# [WORK REQUIRED]
Below are the records; output them exactly from the first line through the line with "Target: black plastic bucket", stopping there.

# [EXERCISE DATA]
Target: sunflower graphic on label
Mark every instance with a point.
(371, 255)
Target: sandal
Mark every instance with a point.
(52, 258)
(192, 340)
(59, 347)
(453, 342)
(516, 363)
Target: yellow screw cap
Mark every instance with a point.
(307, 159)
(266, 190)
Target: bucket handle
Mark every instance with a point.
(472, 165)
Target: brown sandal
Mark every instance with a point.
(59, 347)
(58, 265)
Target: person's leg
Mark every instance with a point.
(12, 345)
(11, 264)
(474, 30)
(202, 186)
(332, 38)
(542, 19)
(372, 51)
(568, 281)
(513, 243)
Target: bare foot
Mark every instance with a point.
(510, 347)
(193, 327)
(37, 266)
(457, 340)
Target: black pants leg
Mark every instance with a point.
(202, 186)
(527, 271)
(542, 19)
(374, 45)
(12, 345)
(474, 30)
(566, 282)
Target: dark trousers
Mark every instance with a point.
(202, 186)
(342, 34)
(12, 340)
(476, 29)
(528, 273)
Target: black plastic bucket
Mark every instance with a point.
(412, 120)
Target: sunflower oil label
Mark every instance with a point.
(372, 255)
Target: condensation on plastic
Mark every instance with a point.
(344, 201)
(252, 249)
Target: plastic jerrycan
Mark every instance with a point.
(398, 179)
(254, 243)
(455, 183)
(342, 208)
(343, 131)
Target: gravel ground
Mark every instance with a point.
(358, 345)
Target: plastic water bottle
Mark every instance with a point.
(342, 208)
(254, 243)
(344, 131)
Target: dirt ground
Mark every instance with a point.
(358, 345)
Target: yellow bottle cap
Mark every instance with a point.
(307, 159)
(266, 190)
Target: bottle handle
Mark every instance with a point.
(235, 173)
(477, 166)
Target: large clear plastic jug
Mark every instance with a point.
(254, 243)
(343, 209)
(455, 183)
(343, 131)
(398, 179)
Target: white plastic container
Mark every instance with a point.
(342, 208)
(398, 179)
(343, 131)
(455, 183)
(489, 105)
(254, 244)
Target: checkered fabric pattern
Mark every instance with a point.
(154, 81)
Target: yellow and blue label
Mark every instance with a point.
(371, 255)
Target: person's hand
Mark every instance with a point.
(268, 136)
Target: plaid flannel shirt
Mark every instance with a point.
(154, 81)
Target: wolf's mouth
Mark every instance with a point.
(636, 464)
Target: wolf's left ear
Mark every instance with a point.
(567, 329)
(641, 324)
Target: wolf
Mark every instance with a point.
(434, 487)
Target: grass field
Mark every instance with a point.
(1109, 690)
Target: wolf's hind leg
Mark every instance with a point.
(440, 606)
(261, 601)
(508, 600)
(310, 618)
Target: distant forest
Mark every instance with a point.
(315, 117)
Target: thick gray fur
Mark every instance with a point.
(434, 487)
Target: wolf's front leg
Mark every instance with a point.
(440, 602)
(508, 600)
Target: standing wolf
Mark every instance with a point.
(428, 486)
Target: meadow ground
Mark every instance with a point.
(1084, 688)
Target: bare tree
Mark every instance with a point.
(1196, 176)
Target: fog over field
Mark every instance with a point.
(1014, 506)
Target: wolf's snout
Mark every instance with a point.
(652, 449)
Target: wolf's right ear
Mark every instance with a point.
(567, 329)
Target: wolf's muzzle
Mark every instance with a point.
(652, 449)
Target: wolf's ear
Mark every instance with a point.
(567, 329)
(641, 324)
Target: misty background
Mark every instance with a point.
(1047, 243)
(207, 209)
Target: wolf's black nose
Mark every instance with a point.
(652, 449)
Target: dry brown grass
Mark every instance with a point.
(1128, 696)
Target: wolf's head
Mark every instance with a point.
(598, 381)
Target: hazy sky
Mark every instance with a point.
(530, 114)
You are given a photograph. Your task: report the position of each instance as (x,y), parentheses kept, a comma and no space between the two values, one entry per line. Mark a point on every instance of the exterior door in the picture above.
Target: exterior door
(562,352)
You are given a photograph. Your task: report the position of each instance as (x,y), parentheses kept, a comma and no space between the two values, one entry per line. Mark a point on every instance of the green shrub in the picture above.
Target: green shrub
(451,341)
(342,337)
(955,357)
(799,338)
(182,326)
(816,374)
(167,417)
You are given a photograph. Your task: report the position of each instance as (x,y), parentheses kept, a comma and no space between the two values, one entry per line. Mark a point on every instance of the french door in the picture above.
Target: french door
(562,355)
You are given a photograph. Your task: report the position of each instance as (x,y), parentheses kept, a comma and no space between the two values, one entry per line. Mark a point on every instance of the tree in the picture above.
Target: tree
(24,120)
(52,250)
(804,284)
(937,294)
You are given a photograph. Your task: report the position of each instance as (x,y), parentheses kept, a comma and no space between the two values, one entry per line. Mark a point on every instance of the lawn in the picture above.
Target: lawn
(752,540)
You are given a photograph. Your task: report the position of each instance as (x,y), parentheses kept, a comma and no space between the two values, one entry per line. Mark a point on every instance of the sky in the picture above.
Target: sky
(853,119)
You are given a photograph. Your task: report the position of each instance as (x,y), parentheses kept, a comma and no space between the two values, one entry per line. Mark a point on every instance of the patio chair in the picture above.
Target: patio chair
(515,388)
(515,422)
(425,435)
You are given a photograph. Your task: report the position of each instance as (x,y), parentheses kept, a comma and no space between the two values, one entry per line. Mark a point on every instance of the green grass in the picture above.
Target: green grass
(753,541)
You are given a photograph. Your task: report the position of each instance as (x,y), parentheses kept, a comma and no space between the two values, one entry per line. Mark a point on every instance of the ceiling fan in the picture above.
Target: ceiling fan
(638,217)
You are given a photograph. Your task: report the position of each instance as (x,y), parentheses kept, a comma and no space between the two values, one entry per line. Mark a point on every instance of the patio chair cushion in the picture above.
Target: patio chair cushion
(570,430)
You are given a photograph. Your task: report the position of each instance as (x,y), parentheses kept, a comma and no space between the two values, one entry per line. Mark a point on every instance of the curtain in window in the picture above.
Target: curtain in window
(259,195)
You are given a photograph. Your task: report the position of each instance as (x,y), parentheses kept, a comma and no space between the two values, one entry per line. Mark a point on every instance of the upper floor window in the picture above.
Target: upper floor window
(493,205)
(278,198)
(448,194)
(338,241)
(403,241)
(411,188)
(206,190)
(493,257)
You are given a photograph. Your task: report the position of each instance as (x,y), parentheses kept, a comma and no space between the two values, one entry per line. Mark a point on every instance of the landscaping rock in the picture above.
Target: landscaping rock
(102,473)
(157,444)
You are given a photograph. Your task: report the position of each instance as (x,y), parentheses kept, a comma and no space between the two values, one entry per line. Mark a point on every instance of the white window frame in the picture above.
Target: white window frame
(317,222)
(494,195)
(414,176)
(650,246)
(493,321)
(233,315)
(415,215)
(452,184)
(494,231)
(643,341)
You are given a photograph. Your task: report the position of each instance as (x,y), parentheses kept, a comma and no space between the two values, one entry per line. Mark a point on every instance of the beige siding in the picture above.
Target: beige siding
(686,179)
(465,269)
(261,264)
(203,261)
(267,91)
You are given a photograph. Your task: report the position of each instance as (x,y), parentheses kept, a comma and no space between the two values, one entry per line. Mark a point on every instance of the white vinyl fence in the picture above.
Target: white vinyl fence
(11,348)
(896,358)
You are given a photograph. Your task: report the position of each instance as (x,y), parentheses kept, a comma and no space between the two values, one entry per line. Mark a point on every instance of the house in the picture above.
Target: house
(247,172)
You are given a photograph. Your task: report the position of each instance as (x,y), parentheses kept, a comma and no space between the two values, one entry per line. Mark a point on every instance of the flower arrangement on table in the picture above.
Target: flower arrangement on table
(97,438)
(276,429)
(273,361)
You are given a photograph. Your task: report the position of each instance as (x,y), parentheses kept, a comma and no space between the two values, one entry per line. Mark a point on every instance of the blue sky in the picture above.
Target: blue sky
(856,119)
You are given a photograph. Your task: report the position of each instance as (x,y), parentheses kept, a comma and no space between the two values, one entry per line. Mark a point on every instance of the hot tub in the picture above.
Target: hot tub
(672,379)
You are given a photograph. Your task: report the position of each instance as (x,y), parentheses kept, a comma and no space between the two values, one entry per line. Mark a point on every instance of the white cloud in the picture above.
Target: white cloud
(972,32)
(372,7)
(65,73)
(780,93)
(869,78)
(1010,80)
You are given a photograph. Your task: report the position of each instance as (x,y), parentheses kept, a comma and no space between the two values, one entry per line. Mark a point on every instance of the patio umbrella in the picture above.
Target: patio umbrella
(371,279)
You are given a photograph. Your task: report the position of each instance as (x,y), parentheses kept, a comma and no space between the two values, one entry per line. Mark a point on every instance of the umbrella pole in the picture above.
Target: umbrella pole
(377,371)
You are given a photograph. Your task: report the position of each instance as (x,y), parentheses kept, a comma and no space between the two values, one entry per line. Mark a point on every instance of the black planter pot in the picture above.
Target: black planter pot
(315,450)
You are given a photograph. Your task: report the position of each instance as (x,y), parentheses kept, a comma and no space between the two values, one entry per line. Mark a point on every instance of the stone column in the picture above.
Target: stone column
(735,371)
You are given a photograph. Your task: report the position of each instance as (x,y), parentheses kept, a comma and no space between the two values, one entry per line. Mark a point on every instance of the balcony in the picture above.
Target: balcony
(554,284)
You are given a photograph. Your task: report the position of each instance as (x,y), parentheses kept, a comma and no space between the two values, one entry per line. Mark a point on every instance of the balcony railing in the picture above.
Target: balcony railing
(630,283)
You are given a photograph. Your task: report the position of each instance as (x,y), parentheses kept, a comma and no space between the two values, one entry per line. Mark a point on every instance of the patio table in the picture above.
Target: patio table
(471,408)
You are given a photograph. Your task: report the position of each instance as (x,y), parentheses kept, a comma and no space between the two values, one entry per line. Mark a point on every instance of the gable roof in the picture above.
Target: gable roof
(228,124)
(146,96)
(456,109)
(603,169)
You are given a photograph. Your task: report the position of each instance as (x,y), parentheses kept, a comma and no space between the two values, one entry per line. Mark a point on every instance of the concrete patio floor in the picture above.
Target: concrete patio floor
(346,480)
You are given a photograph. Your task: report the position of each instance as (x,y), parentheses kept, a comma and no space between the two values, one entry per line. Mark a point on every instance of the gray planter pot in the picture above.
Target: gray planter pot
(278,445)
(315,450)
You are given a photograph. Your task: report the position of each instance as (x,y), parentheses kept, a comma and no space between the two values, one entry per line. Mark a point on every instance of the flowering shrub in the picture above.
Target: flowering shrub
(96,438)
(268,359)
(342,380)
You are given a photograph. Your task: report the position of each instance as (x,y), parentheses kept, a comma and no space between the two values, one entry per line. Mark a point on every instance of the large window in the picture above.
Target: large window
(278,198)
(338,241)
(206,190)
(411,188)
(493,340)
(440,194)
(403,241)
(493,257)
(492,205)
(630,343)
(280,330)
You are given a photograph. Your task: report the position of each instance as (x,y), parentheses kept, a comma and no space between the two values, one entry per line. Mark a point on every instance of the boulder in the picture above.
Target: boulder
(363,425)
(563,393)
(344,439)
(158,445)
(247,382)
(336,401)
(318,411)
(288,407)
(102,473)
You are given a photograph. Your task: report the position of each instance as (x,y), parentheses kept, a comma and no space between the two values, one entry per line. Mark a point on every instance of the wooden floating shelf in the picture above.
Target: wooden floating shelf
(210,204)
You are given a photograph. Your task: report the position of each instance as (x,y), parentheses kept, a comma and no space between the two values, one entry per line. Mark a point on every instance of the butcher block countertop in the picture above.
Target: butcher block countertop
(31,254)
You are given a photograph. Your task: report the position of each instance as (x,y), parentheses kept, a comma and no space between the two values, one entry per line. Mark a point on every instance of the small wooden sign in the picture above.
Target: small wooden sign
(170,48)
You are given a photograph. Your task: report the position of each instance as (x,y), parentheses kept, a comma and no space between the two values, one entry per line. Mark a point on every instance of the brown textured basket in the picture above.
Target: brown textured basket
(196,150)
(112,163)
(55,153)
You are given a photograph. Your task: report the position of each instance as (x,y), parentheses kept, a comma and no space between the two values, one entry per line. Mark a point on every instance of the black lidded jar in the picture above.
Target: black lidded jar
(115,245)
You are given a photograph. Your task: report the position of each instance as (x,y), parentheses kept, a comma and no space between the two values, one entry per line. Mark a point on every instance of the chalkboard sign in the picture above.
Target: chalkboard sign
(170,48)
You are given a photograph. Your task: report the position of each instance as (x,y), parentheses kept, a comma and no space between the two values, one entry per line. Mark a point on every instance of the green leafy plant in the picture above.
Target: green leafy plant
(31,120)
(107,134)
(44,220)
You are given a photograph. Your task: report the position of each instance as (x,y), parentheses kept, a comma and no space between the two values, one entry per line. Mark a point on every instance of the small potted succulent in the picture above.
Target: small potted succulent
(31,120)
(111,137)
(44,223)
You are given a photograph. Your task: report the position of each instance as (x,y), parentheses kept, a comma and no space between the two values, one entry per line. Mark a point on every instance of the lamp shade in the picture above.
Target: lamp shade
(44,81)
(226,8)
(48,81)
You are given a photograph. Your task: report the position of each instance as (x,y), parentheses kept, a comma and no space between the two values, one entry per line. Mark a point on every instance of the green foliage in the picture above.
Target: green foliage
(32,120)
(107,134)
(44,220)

# [ANSWER TO THIS TASK]
Target: sunflower graphic on label
Mark every instance with a point.
(371, 255)
Target: sandal
Mark every instance with a point.
(52, 258)
(192, 340)
(59, 347)
(453, 342)
(516, 363)
Target: yellow screw cap
Mark every instance with a point.
(307, 159)
(266, 190)
Target: bucket handle
Mark every instance with a point.
(472, 165)
Target: brown sandal
Mark every instance with a point.
(59, 347)
(58, 265)
Target: person's leg
Mark every instance with a point.
(12, 345)
(11, 264)
(474, 30)
(202, 186)
(332, 38)
(542, 19)
(372, 51)
(568, 281)
(513, 243)
Target: bare foot
Mark every instance with a point.
(510, 347)
(193, 327)
(37, 266)
(457, 340)
Target: black pants leg
Mark every instance with a point.
(202, 186)
(527, 271)
(542, 19)
(374, 45)
(12, 345)
(474, 30)
(566, 282)
Target: dark trousers
Mark every instance with a point.
(202, 186)
(342, 34)
(12, 340)
(476, 29)
(528, 273)
Target: black plastic bucket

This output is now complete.